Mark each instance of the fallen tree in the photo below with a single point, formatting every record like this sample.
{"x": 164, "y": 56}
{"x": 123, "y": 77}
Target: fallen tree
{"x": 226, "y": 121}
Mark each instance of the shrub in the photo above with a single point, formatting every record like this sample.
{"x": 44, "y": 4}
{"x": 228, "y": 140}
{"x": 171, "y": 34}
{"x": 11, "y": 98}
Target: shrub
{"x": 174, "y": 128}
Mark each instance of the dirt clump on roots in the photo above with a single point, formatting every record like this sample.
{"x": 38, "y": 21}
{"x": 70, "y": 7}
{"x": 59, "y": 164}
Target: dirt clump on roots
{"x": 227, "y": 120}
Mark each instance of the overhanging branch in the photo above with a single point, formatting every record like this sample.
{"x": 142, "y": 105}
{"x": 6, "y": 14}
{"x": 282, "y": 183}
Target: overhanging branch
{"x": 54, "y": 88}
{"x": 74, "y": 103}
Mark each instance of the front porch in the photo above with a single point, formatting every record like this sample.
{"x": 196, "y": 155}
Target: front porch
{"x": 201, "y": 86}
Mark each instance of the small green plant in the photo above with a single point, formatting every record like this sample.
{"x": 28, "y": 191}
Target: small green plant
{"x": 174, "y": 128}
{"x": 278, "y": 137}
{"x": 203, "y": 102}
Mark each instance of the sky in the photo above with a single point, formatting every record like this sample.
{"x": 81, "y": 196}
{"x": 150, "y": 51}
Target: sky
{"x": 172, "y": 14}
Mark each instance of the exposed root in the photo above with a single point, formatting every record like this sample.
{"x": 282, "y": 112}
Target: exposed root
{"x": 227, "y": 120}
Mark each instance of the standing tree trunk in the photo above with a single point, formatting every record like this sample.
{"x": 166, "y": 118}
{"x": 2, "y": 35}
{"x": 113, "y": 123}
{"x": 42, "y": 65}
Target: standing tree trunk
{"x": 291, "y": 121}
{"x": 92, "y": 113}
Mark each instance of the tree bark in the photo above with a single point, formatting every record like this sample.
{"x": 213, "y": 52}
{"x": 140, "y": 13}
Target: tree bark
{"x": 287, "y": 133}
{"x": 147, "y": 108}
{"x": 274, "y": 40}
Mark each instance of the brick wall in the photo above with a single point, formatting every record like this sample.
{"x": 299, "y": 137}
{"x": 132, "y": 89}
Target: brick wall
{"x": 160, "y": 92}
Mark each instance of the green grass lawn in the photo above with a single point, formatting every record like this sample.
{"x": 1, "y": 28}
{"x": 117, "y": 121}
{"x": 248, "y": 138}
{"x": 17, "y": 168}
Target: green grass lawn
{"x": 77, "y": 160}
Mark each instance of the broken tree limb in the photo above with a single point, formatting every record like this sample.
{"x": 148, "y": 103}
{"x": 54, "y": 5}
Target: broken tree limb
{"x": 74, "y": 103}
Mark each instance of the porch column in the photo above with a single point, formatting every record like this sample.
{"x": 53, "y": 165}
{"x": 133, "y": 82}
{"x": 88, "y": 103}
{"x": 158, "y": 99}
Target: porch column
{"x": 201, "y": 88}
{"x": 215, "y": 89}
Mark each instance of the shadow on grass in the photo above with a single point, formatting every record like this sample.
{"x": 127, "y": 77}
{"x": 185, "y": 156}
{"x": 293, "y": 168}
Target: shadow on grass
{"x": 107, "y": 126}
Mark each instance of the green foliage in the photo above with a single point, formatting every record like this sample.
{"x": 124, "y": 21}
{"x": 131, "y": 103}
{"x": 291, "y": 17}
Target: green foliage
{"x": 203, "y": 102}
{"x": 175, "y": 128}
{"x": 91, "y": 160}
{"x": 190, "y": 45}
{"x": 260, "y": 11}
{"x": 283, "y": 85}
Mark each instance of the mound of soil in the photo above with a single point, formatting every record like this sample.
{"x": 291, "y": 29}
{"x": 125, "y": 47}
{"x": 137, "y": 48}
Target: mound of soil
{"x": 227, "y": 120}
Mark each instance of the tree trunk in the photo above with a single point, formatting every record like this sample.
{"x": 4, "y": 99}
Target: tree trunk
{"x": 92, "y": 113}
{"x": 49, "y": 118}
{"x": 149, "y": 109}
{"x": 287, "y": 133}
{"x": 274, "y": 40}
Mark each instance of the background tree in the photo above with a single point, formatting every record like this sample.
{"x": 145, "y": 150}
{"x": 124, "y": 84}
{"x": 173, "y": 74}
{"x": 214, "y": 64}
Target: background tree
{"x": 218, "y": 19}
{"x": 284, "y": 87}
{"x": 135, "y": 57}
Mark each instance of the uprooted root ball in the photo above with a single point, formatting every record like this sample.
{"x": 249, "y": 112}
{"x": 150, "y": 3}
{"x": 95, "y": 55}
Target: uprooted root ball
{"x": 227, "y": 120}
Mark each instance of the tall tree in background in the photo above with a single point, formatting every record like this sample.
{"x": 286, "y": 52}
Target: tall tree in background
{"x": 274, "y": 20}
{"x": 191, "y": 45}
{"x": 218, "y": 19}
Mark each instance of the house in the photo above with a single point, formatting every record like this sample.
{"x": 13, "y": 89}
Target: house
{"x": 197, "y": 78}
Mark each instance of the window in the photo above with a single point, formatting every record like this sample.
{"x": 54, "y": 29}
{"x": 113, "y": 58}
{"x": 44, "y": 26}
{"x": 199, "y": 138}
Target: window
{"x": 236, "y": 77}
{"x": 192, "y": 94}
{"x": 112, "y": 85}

━━━━━━━━━━━━━━━━━━━━

TASK STATEMENT
Rewrite the material above in full, replacing every occurrence of "single point" with "single marker" and leaving everything else unchanged.

EXPECTED ANSWER
Mark each instance of the fallen tree in the photo below with a single marker, formatting every record like this sample.
{"x": 164, "y": 56}
{"x": 123, "y": 77}
Target: fallen tree
{"x": 226, "y": 121}
Mark each instance of the shrub in the photo above with a single marker, formatting every record like this sample.
{"x": 44, "y": 4}
{"x": 228, "y": 140}
{"x": 171, "y": 34}
{"x": 11, "y": 98}
Target: shrub
{"x": 174, "y": 128}
Mark each instance of the dirt clump on roots in the photo above with a single marker, formatting every record like this sample.
{"x": 38, "y": 21}
{"x": 70, "y": 7}
{"x": 59, "y": 164}
Target: dirt clump on roots
{"x": 227, "y": 120}
Mark each instance of the overhanging branch in the photo above with a single marker, formatting every record like this sample.
{"x": 142, "y": 105}
{"x": 6, "y": 14}
{"x": 282, "y": 183}
Target: overhanging branch
{"x": 54, "y": 88}
{"x": 74, "y": 103}
Mark each instance of the front porch in the photo above with a single marker, formatting every record like this sample.
{"x": 196, "y": 155}
Target: front porch
{"x": 201, "y": 86}
Mark each instance of the small green plant in the photo above with a single marker, formatting every record like this sample.
{"x": 28, "y": 191}
Target: small green plant
{"x": 174, "y": 128}
{"x": 278, "y": 137}
{"x": 203, "y": 102}
Mark each instance of the sky in the photo above with a single marker, formatting every record like this sample.
{"x": 81, "y": 196}
{"x": 150, "y": 51}
Target: sky
{"x": 172, "y": 14}
Mark each instance of the exposed root in the photo above with a single marker, formatting every record like this sample.
{"x": 282, "y": 112}
Target: exposed root
{"x": 227, "y": 120}
Mark each instance of the standing tree trunk in the photo above with a single marker, formatting every record like this sample.
{"x": 166, "y": 118}
{"x": 2, "y": 35}
{"x": 113, "y": 123}
{"x": 42, "y": 65}
Target: standing tree trunk
{"x": 291, "y": 121}
{"x": 92, "y": 113}
Mark each instance of the tree bark in the photo above with a single marker, formatting every record like this sample.
{"x": 213, "y": 52}
{"x": 140, "y": 13}
Target: tree bark
{"x": 287, "y": 133}
{"x": 147, "y": 108}
{"x": 274, "y": 40}
Mark each instance of the brick wall in the photo above with a single marker, formatting every record like this sample.
{"x": 299, "y": 137}
{"x": 132, "y": 89}
Target: brick wall
{"x": 160, "y": 92}
Mark each instance of the green grass lawn in the photo above with a single marker, formatting every record like this sample.
{"x": 1, "y": 28}
{"x": 117, "y": 121}
{"x": 248, "y": 138}
{"x": 17, "y": 168}
Target: green grass lawn
{"x": 77, "y": 160}
Mark each instance of the broken tree limb in the photo above with a single marker, formatting every record like this sample.
{"x": 148, "y": 103}
{"x": 54, "y": 5}
Target: broken tree limb
{"x": 74, "y": 103}
Mark each instance of the porch column in the photo above with a single marker, formatting every record like this sample.
{"x": 53, "y": 165}
{"x": 133, "y": 82}
{"x": 88, "y": 103}
{"x": 158, "y": 99}
Target: porch column
{"x": 201, "y": 88}
{"x": 215, "y": 89}
Mark each instance of the shadow on grass in the photo above with a single marker, formatting every record like this sample.
{"x": 127, "y": 77}
{"x": 185, "y": 156}
{"x": 293, "y": 168}
Target: shadow on grass
{"x": 107, "y": 126}
Mark each instance of the green foliage in the photo above with a single marker, formatting every record like this sample.
{"x": 124, "y": 21}
{"x": 131, "y": 103}
{"x": 291, "y": 17}
Target: green foliage
{"x": 203, "y": 102}
{"x": 175, "y": 128}
{"x": 91, "y": 160}
{"x": 190, "y": 45}
{"x": 260, "y": 11}
{"x": 283, "y": 85}
Mark each instance of the mound of soil in the photo above with a single marker, formatting every record like this sample.
{"x": 291, "y": 29}
{"x": 125, "y": 47}
{"x": 137, "y": 48}
Target: mound of soil
{"x": 227, "y": 120}
Mark each instance of the tree trunk in the photo above with a single marker, formatting every record like this sample.
{"x": 4, "y": 99}
Target: tree trunk
{"x": 92, "y": 113}
{"x": 49, "y": 118}
{"x": 149, "y": 109}
{"x": 287, "y": 133}
{"x": 274, "y": 40}
Mark each instance of the background tree in the photo above with a single marker, formatting every record like this sample.
{"x": 145, "y": 150}
{"x": 124, "y": 84}
{"x": 173, "y": 74}
{"x": 214, "y": 64}
Target: background tree
{"x": 218, "y": 19}
{"x": 284, "y": 87}
{"x": 135, "y": 57}
Mark each instance of the uprooted root ball in the photo above with a single marker, formatting every record like this sample.
{"x": 249, "y": 112}
{"x": 150, "y": 3}
{"x": 95, "y": 55}
Target: uprooted root ball
{"x": 227, "y": 120}
Mark each instance of the tall tree in background in the photo above with a single marker, formatting every record like this sample.
{"x": 286, "y": 52}
Target: tall tree in background
{"x": 274, "y": 20}
{"x": 191, "y": 45}
{"x": 218, "y": 19}
Mark each instance of the house in the photo above with a single marker, formatting every record like this sample.
{"x": 13, "y": 89}
Target: house
{"x": 197, "y": 78}
Mark each instance of the window in the photo above with a single marker, formatting every record like this sample.
{"x": 54, "y": 29}
{"x": 113, "y": 58}
{"x": 44, "y": 26}
{"x": 199, "y": 138}
Target: window
{"x": 236, "y": 77}
{"x": 192, "y": 94}
{"x": 112, "y": 85}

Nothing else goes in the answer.